SELECTED EXCERPT:
------------------------
To edit and save a Word document that’s in a read-only mode, you need to know how to change the file back to normal. In this article, you’ll learn effective solutions to solve Word document read-only problems.
Disable the “Read-Only” Command in Word Document
The “Read-Only” command is for preventing unintended changes in a Word file. Word files with Read-Only attributes can be read/opened, renamed, or edited but cannot be saved in the original file.
To disable this command, simply follow the steps below:
Step 1. Right-click the document that is in the read-only mode.
Step 2. Select the “Properties” option.
Step 3. Click “General”.
Step 4. Unchecked “Read-only” then click “OK”.
The Word file should now be savable.
Turn Off “Always Open Read-Only”
If your file is set to “Always Open Read-Only”, this means that you’ll have to see the message and manually select the option each time you open the file. Here‘s how to turn off this setting.
To turn off “Always Open Read-Only”:
Step 1. Open the Word document.
Step 2. Click on the “File” tab in the top left corner of the screen.
Step 3. Select “Info” from the menu that appears.
Step 4. Click on “Always Open Read-Only” in the “Protect Document” drop-down to turn the setting from yellow-highlighted to normal.
Now, the next time you open this document, you will no longer see the message asking if you want to open read-only.
------------------------
SOURCE MATERIAL:
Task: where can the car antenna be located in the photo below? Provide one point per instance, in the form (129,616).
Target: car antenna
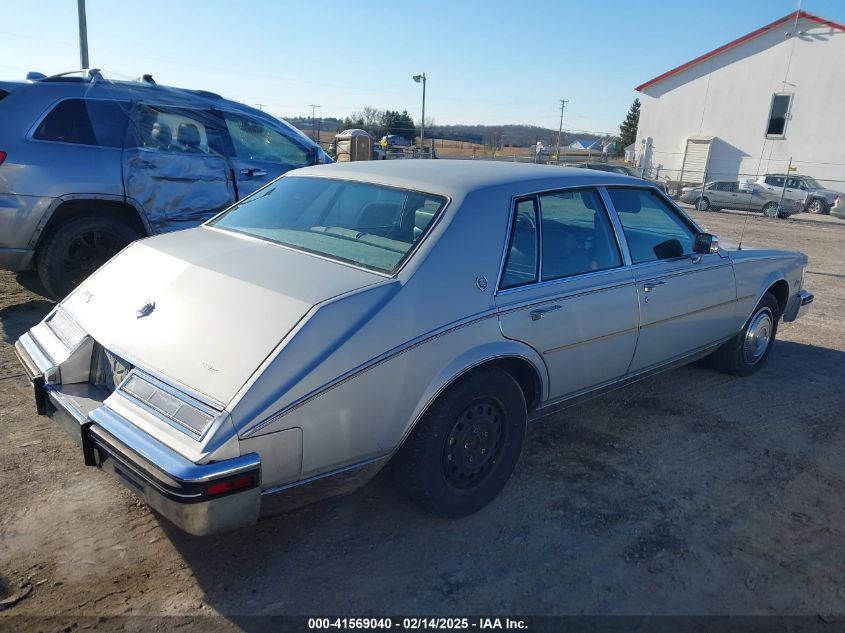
(742,233)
------------------------
TASK GOAL:
Can you extract the passage of the Word read-only guide starting with "Step 2. Select" and going on through "of the screen.", copied word for word?

TASK RESPONSE:
Step 2. Select the “Properties” option.
Step 3. Click “General”.
Step 4. Unchecked “Read-only” then click “OK”.
The Word file should now be savable.
Turn Off “Always Open Read-Only”
If your file is set to “Always Open Read-Only”, this means that you’ll have to see the message and manually select the option each time you open the file. Here‘s how to turn off this setting.
To turn off “Always Open Read-Only”:
Step 1. Open the Word document.
Step 2. Click on the “File” tab in the top left corner of the screen.